## [Required work]
Write down exactly the lines of the records below, beginning with the first and ending with the line that includes "Find — the black".

(Natural-language object grounding data)
§ §
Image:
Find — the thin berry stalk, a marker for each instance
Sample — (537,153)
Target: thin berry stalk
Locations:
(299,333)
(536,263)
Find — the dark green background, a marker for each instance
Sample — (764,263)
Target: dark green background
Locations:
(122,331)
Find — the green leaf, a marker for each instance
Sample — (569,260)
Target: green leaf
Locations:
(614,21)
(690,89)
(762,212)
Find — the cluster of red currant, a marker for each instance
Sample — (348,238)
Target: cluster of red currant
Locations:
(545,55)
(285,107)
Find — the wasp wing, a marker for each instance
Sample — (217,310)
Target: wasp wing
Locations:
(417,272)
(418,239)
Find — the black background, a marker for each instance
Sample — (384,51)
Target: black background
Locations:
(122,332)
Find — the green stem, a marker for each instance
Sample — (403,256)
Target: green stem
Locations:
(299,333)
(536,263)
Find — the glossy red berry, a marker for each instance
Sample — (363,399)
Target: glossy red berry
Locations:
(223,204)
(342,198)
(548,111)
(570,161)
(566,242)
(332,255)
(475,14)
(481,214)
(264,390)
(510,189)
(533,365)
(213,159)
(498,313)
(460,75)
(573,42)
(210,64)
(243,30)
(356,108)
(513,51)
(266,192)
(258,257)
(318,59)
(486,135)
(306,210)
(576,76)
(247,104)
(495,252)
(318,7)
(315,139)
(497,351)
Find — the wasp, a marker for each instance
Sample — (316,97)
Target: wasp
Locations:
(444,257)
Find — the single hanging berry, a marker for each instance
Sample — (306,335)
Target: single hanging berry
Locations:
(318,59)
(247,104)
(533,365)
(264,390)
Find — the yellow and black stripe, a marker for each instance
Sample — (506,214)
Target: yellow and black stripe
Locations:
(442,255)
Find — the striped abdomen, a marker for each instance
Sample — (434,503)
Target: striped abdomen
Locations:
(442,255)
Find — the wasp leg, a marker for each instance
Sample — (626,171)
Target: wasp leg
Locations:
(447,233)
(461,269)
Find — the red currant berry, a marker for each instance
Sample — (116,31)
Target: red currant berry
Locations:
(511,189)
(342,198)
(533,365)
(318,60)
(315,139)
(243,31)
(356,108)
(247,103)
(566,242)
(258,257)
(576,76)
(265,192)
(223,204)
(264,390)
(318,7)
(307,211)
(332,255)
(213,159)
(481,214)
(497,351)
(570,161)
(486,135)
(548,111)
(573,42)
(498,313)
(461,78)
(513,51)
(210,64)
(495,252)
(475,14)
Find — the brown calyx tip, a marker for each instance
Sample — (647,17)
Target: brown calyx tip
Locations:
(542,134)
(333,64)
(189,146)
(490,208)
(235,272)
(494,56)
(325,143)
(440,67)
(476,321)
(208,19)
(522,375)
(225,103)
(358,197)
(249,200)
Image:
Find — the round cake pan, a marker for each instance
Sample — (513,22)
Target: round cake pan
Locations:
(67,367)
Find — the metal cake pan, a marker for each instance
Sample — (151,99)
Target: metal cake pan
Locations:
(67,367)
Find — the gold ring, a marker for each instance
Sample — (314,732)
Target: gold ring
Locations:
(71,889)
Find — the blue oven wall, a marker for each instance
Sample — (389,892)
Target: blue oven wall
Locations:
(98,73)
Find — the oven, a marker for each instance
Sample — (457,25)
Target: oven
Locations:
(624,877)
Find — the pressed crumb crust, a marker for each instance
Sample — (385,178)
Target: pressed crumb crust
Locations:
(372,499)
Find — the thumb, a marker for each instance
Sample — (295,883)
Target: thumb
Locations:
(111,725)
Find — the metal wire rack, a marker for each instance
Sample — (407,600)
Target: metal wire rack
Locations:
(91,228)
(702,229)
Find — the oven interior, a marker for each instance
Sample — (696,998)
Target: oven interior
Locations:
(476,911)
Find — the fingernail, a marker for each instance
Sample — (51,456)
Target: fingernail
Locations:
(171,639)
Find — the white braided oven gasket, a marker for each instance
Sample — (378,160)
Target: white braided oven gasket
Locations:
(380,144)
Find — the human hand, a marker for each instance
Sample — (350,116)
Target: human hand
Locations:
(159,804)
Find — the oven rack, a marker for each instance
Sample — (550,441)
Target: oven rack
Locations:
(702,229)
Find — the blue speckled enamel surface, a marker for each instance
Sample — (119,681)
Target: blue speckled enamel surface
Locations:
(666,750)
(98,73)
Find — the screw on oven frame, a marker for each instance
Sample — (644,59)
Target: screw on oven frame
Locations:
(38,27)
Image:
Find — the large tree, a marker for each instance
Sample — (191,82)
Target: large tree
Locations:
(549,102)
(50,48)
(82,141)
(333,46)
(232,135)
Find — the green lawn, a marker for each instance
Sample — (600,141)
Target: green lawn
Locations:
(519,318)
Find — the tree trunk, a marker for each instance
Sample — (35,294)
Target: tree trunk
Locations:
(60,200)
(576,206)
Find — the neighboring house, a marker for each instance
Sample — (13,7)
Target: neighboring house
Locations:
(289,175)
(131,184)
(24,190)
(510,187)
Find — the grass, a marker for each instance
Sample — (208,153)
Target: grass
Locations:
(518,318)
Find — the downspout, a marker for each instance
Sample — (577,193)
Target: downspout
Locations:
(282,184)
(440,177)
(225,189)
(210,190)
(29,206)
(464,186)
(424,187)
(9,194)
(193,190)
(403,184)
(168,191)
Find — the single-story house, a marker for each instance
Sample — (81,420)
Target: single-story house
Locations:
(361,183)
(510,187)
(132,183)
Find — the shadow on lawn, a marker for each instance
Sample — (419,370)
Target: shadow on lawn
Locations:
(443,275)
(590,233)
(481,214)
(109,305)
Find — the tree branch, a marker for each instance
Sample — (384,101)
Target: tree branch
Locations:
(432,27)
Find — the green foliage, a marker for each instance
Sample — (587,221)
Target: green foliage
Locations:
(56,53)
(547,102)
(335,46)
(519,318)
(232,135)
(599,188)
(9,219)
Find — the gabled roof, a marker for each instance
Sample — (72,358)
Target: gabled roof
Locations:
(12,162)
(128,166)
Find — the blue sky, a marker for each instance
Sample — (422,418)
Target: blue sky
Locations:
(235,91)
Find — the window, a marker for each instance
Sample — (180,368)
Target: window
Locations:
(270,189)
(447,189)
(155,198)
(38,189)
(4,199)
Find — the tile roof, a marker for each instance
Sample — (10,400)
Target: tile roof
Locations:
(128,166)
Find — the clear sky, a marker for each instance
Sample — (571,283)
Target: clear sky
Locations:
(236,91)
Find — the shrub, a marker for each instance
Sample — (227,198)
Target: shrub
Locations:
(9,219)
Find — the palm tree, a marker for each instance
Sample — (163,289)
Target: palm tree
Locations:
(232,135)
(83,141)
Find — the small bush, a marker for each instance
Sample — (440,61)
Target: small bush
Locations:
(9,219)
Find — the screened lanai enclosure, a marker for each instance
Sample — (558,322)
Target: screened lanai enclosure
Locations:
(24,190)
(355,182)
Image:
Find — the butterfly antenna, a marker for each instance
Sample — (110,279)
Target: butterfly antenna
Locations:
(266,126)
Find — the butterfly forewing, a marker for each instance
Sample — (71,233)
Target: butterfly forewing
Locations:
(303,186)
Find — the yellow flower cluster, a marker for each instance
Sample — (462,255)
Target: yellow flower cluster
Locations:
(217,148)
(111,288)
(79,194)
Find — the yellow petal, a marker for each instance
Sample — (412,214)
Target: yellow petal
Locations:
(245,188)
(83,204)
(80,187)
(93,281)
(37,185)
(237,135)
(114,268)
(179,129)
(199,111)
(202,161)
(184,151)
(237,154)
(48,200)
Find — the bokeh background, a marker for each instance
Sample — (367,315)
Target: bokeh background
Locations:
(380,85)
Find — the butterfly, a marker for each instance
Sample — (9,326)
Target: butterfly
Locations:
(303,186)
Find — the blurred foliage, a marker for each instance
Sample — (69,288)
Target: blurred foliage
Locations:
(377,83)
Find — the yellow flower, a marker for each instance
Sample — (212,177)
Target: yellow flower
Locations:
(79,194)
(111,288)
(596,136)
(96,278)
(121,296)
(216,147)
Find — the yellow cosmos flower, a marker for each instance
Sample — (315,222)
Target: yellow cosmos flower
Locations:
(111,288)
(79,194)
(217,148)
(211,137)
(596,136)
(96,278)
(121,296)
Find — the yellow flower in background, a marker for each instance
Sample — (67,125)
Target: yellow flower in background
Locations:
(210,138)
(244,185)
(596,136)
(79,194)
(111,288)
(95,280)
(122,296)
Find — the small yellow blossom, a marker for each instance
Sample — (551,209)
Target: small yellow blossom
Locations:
§ §
## [Solution for this problem]
Image:
Find — the thin berry stalk, a marker for each instance
Sample — (537,153)
Target: thin berry stalk
Locations:
(299,333)
(536,263)
Find — the dark green background, a marker for each instance
Sample — (764,263)
Target: dark green background
Locations:
(122,331)
Find — the green leaf, a marker for each instance
Sample — (569,260)
Target: green leaf
Locations:
(614,21)
(690,89)
(762,212)
Find — the cluster of red currant, a marker for each instance
Sample — (348,238)
Target: cluster of red currant
Locations:
(545,55)
(285,107)
Find — the wasp wing, a marker for each instance
Sample — (217,310)
Target: wasp wing
Locations:
(417,272)
(418,239)
Find — the black background, a marker for each instance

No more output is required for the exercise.